▽
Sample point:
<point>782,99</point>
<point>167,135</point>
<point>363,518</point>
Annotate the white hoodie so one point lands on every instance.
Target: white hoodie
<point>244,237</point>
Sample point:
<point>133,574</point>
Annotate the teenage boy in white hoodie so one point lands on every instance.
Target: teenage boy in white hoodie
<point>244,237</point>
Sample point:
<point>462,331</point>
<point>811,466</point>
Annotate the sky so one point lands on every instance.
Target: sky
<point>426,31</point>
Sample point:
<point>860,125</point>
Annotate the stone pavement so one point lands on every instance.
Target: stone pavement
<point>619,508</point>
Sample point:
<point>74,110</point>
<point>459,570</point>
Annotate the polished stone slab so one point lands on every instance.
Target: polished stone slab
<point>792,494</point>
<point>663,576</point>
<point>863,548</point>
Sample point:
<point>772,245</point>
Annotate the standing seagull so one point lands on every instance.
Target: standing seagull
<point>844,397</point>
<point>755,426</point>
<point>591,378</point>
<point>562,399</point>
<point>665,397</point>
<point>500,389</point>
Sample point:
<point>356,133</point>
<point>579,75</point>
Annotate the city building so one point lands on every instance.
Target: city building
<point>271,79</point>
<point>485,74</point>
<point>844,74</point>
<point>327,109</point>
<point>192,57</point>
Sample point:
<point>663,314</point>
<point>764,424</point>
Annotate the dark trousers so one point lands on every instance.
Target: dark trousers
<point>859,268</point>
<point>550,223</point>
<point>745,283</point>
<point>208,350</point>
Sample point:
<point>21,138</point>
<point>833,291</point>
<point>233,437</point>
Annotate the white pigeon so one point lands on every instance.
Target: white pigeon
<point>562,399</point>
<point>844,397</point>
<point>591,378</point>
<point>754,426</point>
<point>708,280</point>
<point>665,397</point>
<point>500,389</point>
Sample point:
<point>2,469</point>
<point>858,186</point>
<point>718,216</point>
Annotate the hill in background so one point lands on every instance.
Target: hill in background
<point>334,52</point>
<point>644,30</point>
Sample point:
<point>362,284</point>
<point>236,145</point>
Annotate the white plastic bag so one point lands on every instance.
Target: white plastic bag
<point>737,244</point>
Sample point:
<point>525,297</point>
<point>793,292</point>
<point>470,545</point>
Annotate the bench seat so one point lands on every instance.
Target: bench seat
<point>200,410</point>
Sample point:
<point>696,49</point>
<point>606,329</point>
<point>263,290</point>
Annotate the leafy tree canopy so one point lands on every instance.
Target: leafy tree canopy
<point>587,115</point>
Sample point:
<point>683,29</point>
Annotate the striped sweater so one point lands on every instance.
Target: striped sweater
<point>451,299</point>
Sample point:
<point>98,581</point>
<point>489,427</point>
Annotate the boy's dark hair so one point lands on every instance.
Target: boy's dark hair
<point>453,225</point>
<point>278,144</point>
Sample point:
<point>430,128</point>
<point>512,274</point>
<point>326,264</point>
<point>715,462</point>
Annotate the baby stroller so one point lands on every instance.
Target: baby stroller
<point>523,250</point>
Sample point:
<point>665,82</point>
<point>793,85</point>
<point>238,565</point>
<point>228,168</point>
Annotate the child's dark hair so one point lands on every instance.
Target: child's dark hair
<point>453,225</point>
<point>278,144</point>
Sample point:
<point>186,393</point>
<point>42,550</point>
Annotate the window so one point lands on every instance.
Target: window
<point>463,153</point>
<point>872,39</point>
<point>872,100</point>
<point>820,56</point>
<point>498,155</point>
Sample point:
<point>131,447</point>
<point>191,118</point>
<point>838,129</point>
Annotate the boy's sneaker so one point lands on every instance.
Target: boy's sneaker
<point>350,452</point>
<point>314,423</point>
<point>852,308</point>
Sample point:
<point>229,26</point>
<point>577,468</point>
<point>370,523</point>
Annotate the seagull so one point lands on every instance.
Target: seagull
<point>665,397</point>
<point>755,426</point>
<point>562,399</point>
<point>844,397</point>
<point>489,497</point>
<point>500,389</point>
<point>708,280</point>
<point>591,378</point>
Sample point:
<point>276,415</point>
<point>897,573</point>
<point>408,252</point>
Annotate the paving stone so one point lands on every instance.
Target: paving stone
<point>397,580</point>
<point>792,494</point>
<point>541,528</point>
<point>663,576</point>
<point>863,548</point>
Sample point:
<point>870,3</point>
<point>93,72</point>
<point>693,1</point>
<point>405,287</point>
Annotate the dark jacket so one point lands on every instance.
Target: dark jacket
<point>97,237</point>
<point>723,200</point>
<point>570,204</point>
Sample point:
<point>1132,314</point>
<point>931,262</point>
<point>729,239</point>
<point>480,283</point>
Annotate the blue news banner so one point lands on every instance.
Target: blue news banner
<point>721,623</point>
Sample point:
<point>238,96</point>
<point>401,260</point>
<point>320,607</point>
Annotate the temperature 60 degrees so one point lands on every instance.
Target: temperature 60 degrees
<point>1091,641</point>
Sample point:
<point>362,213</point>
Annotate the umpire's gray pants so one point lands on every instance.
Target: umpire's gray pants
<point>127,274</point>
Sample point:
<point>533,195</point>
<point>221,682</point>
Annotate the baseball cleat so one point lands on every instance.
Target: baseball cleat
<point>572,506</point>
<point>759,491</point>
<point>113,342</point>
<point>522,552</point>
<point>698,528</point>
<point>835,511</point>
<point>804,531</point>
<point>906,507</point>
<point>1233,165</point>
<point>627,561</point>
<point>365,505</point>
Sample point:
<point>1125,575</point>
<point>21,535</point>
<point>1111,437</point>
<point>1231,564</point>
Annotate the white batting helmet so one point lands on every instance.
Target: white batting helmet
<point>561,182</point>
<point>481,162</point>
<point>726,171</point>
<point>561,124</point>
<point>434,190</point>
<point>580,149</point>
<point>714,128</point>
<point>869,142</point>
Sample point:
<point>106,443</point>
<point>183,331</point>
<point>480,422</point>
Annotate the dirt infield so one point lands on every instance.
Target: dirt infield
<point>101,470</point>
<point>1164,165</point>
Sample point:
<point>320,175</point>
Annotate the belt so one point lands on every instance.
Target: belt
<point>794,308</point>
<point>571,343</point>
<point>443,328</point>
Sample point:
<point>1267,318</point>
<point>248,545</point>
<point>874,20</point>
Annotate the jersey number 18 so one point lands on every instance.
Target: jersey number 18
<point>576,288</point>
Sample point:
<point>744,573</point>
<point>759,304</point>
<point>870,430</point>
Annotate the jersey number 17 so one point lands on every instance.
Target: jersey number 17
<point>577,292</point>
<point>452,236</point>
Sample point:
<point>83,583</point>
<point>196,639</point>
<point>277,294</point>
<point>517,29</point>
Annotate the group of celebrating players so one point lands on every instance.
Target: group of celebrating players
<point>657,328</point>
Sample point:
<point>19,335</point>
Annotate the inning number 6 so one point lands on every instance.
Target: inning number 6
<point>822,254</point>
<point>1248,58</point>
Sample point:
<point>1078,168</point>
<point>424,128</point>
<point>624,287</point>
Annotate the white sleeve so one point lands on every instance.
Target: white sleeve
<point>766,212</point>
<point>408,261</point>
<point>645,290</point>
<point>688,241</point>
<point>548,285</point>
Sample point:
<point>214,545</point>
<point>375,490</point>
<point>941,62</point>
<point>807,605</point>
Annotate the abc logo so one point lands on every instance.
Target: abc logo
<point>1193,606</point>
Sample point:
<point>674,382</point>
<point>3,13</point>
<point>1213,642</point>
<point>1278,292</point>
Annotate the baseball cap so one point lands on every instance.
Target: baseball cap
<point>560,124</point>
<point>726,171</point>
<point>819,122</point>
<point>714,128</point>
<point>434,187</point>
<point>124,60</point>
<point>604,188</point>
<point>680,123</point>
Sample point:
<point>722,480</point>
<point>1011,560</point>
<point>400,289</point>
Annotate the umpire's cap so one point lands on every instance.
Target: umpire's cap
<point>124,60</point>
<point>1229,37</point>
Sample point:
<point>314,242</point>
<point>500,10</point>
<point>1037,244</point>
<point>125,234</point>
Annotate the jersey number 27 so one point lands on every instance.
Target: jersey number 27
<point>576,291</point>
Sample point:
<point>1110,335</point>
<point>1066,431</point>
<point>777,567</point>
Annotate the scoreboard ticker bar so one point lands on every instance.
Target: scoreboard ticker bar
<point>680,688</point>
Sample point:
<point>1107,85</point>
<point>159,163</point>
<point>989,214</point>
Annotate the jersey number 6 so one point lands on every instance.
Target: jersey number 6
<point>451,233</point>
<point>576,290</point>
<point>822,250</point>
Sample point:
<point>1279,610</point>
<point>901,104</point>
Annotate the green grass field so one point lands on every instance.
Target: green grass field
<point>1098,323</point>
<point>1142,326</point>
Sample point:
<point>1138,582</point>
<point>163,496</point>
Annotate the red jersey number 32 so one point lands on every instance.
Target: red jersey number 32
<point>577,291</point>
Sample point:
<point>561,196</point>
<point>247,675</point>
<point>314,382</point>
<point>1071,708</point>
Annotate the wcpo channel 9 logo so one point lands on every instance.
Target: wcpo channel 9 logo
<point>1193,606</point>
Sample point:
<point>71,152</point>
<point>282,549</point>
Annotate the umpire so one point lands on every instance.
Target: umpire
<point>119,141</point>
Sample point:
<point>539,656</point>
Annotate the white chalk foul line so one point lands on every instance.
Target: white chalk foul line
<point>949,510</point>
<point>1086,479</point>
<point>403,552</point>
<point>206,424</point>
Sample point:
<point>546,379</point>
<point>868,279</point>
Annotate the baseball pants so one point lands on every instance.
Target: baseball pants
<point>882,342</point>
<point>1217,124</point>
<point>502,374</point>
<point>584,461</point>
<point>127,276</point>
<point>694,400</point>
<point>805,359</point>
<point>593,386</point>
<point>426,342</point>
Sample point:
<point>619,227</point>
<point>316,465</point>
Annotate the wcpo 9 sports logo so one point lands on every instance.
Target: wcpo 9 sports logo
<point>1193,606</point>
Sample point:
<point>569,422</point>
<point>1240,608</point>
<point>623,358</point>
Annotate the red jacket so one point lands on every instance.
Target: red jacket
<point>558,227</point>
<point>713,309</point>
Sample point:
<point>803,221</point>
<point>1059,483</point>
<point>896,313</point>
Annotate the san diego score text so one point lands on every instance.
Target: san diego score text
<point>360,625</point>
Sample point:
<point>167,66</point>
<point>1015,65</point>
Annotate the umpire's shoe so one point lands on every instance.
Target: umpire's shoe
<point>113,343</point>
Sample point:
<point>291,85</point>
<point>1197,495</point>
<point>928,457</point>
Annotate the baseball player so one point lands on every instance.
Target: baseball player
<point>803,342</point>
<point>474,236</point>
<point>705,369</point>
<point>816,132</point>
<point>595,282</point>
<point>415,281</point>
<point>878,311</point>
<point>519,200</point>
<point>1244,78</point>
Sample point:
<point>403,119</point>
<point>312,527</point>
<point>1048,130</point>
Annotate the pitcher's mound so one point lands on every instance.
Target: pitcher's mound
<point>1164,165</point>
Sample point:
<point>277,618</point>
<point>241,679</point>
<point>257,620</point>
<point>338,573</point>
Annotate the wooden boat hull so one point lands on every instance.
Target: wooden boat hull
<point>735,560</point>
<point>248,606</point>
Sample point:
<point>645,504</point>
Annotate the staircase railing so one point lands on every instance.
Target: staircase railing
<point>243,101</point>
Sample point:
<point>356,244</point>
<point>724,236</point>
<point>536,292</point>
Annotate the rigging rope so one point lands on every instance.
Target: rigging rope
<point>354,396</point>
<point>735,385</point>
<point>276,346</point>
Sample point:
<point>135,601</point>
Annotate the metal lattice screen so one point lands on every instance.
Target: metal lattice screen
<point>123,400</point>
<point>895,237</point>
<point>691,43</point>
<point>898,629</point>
△
What the exercise asks: Pull out every line in the records that contains the word "sleeve", where case counts.

Task output:
Annotate the white sleeve so one point lands on every instance.
Target: white sleeve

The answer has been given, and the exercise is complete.